> **Task**:
Reproduce verbatim every line of the entries from the line containing "Each instance receives one keypoint. Mark the bus" through the final line of the entries, inclusive of both.

> **Dataset content**:
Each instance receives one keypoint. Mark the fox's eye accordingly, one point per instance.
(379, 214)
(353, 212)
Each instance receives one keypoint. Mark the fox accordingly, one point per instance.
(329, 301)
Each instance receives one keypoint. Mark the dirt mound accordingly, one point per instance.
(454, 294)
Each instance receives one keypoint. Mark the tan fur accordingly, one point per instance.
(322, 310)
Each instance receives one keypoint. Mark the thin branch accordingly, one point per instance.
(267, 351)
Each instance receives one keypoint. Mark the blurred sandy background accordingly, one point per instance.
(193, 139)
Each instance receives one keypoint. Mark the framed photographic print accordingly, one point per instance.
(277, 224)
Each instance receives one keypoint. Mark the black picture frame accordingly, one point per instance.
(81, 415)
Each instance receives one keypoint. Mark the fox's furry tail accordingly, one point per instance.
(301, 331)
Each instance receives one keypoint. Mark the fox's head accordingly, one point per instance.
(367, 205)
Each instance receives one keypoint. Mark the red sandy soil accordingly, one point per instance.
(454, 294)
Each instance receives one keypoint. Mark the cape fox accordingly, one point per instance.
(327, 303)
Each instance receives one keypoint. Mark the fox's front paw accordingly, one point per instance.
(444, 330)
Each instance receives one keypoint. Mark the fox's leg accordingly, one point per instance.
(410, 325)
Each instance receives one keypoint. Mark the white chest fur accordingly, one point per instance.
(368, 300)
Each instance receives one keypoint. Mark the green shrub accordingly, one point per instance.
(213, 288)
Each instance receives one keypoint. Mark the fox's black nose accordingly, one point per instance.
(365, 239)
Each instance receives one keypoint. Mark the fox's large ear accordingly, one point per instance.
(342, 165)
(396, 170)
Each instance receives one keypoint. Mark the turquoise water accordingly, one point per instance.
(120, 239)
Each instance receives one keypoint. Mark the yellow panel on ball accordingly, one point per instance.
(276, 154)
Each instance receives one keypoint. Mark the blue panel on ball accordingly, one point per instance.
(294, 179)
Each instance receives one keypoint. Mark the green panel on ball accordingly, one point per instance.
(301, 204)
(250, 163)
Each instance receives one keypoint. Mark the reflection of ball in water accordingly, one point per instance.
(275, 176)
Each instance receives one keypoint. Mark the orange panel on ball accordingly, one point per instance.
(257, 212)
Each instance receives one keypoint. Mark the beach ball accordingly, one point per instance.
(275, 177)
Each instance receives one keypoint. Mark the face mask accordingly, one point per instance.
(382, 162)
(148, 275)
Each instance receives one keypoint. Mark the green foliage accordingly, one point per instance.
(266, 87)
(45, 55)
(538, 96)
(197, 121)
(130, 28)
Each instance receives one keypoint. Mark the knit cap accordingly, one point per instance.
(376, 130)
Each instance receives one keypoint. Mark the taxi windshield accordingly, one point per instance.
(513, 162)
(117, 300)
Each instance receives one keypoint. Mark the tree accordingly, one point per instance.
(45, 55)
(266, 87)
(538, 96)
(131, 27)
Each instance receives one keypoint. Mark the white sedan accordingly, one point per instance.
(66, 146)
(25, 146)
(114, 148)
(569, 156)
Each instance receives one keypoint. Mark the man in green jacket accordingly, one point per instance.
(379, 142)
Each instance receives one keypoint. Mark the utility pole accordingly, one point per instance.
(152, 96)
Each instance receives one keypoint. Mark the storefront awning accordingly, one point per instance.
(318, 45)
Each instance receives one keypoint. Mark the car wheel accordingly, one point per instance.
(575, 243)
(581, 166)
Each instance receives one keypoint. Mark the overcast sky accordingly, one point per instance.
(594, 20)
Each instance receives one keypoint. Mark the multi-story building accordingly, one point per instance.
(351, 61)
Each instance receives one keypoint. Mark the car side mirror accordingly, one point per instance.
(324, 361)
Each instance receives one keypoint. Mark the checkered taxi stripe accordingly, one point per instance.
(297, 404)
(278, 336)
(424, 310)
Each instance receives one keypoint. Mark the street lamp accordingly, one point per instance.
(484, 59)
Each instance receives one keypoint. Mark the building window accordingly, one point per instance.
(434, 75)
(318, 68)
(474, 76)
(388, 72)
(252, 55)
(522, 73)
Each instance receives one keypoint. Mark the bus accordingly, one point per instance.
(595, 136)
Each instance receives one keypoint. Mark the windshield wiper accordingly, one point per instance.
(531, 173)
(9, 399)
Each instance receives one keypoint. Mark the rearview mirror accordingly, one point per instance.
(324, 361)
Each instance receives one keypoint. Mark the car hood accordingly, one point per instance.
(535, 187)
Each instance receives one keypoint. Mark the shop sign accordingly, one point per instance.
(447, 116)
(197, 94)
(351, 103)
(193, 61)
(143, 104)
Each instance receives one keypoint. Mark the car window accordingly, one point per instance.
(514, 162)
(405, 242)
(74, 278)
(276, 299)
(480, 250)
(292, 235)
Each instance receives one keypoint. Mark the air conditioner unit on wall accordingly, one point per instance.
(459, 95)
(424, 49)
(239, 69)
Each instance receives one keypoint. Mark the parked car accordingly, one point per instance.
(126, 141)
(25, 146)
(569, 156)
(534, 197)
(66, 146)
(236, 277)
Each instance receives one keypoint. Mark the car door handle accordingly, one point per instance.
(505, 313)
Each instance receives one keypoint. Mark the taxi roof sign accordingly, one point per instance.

> **Reply to the task**:
Each instance receives one keypoint. Mark the bus accordingly, one point per instance.
(595, 136)
Each instance receives one keypoint. Mark the windshield wiper accordingly, one point per instance.
(531, 173)
(9, 399)
Each instance receives one keypoint. Mark the rearview mirror accordingly, one point per instance.
(324, 361)
Each instance receives one keypoint. Mark the car hood accordingly, one point per instance.
(535, 187)
Each instance receives one keypoint. Mark the shop sign accordingly, one point per instance.
(447, 116)
(197, 94)
(351, 103)
(193, 61)
(143, 104)
Each instance receives one keypoint. Mark the car window accordingly, one point per instance.
(514, 162)
(405, 242)
(74, 278)
(276, 299)
(480, 250)
(292, 235)
Each instance receives one keypoint. Mark the air conditioner unit on wall accordingly, one point per instance.
(459, 95)
(424, 49)
(239, 69)
Each instance receives one keypoint. Mark the parked car accordingly, one point per instance.
(126, 141)
(25, 146)
(569, 156)
(534, 197)
(66, 146)
(236, 277)
Each instance receives one keypoint. Mark the car door handle accordingly, one point per instance.
(505, 313)
Each instance receives one keypoint. Mark the taxi roof sign accordingly, one point per instance.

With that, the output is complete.